[Source extract]
(begin)

Cross Validate Model
Cross-Validation is a technique for testing, or "validating", a model.  Most people would test a model by using a Testing/Training split.  This means that we split our data into two separate sets, one for training the model and another one for testing the model.  This methodology is great because it allows us to test our model using data that it has never seen before.  However, this method is very susceptible to bias if we don't sample our data properly, as well as sample size issues.  This is where Cross-Validation comes in.

Imagine that we used the Testing/Training method to create a model using the Training data, then tested the model using the Testing data.  We could estimate how accurate our model is by seeing how well it predicts known values from our Testing data.  But, how do we know that we didn't get lucky?  How do we know there isn't some strange relationship in our data that caused our model to predict our Testing data well, but predict real-world data poorly?  To do this, we would want to train the model multiple times using multiple sets of data.  So, we separate our data into 10 sets.  Nine of the sets are used to train the model, and the remaining set is used to test.  We could repeat this process nine more times by changing which of the sets we use to test.  This would mean that we have created 10 separate models using 10 different training sets, and used them to predict 10 mutually exclusive testing sets.  This is Cross-Validation.  You can find out more about Cross-Validation here.  Let's see it in action.
Scored Results (1)

(end)

[Task brief]
In the cross-validation passage, how many of the data sets are used to train the model each time? Please answer briefly. Rely only on the cross-validation passage for your answer.

[Recorded information]
(begin)

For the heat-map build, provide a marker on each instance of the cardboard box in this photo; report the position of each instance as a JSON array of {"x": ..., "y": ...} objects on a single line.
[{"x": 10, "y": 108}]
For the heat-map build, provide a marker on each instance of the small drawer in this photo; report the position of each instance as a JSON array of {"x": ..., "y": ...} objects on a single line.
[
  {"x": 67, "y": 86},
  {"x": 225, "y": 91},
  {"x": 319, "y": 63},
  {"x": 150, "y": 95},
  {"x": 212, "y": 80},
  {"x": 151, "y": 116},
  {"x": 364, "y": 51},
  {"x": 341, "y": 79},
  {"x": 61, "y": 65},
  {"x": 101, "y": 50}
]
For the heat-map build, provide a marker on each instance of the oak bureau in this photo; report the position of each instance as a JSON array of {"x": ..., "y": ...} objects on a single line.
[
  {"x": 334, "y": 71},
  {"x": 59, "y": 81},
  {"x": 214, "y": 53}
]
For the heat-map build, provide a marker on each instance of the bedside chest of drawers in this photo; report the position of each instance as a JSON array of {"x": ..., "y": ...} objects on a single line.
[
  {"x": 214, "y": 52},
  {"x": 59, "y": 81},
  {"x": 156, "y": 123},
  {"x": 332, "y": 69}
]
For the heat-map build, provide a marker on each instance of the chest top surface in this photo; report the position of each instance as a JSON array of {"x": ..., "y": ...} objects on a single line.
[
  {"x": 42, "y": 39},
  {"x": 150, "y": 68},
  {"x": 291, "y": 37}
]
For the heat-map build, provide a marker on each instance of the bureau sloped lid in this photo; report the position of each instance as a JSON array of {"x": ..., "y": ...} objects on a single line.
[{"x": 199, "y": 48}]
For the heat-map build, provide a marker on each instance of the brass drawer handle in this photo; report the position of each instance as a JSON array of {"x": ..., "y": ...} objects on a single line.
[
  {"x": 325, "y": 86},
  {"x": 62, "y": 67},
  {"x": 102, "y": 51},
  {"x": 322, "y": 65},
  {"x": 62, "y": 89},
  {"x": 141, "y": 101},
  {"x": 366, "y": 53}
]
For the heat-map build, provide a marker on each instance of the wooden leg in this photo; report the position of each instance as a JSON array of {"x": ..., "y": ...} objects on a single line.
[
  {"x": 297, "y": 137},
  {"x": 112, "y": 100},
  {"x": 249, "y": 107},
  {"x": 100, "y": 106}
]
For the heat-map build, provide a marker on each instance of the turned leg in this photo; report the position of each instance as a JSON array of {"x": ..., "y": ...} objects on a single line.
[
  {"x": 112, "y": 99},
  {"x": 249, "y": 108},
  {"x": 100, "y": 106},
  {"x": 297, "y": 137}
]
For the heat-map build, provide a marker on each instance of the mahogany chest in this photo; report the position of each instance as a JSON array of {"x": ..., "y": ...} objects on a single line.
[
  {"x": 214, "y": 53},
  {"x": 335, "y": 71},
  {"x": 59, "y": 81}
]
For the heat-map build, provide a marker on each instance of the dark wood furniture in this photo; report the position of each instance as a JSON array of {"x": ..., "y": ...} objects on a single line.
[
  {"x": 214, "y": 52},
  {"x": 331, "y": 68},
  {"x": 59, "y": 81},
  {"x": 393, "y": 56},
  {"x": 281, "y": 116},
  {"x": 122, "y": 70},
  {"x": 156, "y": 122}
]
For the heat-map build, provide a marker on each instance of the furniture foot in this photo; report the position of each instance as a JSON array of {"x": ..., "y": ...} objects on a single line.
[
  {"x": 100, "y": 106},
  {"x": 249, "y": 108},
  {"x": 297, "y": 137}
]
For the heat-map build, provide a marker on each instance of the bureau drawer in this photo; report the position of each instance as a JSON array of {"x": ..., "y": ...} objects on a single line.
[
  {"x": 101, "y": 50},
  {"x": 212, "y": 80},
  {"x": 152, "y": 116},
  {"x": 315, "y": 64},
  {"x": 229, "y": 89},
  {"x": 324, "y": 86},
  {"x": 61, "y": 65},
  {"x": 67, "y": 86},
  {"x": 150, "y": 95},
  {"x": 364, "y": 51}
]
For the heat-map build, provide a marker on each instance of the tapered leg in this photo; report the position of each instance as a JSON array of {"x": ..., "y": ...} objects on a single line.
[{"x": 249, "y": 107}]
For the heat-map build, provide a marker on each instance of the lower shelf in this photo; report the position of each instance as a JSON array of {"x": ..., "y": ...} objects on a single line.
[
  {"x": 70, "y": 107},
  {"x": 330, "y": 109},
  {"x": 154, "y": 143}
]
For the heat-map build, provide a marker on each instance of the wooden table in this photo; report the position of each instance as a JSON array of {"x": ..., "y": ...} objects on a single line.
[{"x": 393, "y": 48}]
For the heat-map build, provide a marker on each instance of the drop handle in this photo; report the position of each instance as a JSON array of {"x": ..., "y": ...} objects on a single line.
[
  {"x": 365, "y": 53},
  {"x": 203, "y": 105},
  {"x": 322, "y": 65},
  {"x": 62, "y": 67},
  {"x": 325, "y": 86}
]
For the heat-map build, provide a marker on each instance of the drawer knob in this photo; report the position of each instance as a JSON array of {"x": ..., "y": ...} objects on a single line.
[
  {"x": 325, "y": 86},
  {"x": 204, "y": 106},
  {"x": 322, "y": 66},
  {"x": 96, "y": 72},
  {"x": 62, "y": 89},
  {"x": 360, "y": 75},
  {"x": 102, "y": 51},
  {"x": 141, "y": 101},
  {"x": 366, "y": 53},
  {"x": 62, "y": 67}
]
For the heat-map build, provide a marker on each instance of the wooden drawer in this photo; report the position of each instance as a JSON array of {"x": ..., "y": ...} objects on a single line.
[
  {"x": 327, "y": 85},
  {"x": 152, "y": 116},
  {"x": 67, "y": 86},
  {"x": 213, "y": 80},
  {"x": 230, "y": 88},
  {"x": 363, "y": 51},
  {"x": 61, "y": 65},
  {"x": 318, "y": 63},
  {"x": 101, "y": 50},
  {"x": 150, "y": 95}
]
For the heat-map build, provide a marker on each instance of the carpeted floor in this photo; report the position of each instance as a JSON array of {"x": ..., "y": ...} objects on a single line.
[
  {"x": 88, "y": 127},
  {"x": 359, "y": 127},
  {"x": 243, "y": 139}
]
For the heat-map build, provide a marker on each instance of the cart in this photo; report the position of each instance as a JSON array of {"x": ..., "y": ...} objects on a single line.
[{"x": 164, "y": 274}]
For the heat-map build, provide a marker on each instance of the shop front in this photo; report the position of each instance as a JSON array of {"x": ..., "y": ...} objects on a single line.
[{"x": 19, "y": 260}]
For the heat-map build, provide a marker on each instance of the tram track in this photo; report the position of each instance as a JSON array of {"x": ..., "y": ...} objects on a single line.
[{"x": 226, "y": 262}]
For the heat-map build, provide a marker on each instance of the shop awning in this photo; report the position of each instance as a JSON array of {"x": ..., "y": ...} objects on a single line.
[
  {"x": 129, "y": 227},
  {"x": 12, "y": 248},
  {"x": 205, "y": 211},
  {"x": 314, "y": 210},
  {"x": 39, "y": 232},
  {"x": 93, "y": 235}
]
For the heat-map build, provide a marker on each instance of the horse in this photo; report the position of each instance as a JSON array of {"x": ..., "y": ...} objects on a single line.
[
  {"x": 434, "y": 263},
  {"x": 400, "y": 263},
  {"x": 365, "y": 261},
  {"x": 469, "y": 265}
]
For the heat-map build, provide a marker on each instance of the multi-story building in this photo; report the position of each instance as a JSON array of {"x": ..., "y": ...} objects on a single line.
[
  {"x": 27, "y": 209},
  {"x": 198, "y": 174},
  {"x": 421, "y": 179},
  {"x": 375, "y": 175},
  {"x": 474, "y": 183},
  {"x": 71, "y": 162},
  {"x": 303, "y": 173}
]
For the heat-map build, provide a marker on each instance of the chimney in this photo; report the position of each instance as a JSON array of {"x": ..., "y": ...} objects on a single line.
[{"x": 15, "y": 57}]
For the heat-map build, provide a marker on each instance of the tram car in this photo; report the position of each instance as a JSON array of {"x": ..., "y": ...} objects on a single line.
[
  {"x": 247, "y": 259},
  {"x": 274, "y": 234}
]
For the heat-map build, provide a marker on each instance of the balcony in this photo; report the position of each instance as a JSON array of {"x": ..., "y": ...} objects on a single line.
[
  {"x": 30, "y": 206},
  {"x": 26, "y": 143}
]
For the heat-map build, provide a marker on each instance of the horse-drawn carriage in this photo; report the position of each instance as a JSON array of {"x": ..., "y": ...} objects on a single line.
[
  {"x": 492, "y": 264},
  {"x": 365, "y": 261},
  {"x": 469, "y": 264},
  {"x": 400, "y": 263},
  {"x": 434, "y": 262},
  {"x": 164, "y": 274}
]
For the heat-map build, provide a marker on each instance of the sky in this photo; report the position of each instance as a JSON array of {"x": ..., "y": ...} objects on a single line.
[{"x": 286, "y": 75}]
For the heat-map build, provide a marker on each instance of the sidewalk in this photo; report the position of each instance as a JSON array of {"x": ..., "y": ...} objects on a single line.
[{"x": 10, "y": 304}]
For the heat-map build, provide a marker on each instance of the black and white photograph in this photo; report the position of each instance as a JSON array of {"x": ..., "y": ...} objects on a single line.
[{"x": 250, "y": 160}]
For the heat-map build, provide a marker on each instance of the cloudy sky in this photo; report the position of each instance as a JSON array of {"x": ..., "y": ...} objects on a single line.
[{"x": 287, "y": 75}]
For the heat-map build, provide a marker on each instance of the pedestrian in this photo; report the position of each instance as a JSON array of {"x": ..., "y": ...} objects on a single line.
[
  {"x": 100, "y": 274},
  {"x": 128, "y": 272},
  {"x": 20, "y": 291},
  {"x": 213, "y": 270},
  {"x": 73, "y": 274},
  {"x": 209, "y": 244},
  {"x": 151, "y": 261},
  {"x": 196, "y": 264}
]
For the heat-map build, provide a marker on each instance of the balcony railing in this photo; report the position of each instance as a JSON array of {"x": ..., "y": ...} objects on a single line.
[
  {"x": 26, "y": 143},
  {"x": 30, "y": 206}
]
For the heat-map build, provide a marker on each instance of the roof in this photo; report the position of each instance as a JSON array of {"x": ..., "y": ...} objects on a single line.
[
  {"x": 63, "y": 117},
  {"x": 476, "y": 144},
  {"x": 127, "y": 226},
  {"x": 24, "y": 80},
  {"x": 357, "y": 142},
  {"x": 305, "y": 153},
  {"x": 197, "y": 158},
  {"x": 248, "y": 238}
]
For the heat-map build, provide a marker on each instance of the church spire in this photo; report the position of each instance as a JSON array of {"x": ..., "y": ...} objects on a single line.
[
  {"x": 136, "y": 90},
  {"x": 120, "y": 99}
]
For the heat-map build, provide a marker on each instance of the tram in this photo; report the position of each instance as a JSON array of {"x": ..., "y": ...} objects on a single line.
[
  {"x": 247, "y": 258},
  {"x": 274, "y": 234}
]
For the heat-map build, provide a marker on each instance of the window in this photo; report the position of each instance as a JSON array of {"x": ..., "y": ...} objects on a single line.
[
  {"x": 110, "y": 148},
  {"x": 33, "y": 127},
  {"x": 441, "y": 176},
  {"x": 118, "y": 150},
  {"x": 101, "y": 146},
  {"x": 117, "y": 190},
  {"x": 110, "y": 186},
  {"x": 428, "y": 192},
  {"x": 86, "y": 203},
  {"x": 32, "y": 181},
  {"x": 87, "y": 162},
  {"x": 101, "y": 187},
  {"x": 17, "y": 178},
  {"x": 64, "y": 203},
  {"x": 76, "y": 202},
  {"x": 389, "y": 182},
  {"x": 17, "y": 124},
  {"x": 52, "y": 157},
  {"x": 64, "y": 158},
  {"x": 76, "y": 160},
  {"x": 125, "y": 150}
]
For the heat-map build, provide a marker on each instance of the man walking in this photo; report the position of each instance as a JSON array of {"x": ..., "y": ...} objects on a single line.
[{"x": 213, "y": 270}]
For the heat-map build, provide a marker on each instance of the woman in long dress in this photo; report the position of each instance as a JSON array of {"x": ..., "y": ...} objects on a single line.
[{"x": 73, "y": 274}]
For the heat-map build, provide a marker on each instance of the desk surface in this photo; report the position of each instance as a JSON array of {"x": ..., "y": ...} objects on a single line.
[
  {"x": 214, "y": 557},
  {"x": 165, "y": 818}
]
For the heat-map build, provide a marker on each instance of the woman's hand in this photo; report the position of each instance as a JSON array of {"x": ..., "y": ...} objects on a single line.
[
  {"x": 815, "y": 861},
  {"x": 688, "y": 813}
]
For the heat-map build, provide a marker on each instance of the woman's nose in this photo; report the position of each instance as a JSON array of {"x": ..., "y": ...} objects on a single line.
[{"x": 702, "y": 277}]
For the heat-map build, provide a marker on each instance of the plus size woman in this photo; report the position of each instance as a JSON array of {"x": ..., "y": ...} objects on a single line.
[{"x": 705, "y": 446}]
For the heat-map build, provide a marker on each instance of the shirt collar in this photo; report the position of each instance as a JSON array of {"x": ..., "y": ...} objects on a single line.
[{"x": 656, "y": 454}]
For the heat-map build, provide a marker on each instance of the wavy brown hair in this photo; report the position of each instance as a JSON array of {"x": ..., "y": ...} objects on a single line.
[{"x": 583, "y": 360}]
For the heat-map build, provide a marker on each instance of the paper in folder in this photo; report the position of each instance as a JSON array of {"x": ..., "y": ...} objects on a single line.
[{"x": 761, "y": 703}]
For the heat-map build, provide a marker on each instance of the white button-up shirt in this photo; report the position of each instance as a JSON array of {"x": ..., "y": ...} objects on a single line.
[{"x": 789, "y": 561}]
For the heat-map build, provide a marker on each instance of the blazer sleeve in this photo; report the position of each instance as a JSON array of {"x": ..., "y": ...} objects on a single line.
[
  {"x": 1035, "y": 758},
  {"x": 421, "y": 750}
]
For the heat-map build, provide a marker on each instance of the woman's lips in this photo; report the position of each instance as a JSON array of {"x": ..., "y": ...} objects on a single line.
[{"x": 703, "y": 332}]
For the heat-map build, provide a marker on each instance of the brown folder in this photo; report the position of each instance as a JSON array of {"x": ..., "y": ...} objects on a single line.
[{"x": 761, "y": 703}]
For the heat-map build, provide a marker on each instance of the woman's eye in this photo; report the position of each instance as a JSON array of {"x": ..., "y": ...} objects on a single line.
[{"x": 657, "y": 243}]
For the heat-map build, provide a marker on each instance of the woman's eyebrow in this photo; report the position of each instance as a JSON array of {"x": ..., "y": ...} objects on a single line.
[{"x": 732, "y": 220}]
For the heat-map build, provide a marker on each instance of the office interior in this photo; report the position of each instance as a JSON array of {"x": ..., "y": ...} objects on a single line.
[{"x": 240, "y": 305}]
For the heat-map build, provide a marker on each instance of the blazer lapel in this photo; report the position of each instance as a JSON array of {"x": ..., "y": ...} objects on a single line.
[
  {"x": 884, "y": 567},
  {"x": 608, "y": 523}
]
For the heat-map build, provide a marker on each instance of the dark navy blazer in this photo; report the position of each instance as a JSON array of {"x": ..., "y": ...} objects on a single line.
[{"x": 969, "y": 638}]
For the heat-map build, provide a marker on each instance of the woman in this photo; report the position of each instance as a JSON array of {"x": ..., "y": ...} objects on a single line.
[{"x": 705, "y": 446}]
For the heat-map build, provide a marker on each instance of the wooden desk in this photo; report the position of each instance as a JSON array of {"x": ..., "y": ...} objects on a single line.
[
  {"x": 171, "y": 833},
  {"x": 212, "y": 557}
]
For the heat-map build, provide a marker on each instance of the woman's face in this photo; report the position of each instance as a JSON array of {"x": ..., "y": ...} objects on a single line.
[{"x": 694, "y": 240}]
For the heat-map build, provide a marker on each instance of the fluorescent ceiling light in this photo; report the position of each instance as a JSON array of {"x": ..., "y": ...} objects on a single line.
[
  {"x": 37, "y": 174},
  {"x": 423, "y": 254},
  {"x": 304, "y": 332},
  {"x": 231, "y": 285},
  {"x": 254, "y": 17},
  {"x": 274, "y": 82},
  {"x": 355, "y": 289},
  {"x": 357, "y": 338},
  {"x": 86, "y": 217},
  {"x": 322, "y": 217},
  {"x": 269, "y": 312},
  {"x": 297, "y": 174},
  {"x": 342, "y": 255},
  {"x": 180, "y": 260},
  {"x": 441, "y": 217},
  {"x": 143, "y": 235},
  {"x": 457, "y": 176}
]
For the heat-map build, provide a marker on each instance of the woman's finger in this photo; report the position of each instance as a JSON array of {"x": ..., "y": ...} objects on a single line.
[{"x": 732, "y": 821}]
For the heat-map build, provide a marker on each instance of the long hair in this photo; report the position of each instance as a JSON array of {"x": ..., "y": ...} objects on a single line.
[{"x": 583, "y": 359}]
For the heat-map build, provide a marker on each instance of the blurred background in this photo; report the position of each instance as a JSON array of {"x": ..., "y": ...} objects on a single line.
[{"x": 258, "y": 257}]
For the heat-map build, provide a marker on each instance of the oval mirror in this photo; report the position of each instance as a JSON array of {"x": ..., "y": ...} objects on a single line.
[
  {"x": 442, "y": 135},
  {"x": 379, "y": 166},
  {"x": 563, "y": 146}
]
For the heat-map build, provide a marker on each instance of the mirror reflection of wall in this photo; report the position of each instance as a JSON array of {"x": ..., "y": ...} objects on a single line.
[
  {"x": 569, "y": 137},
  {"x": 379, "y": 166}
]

(end)

[Result for this exercise]
Nine of the sets.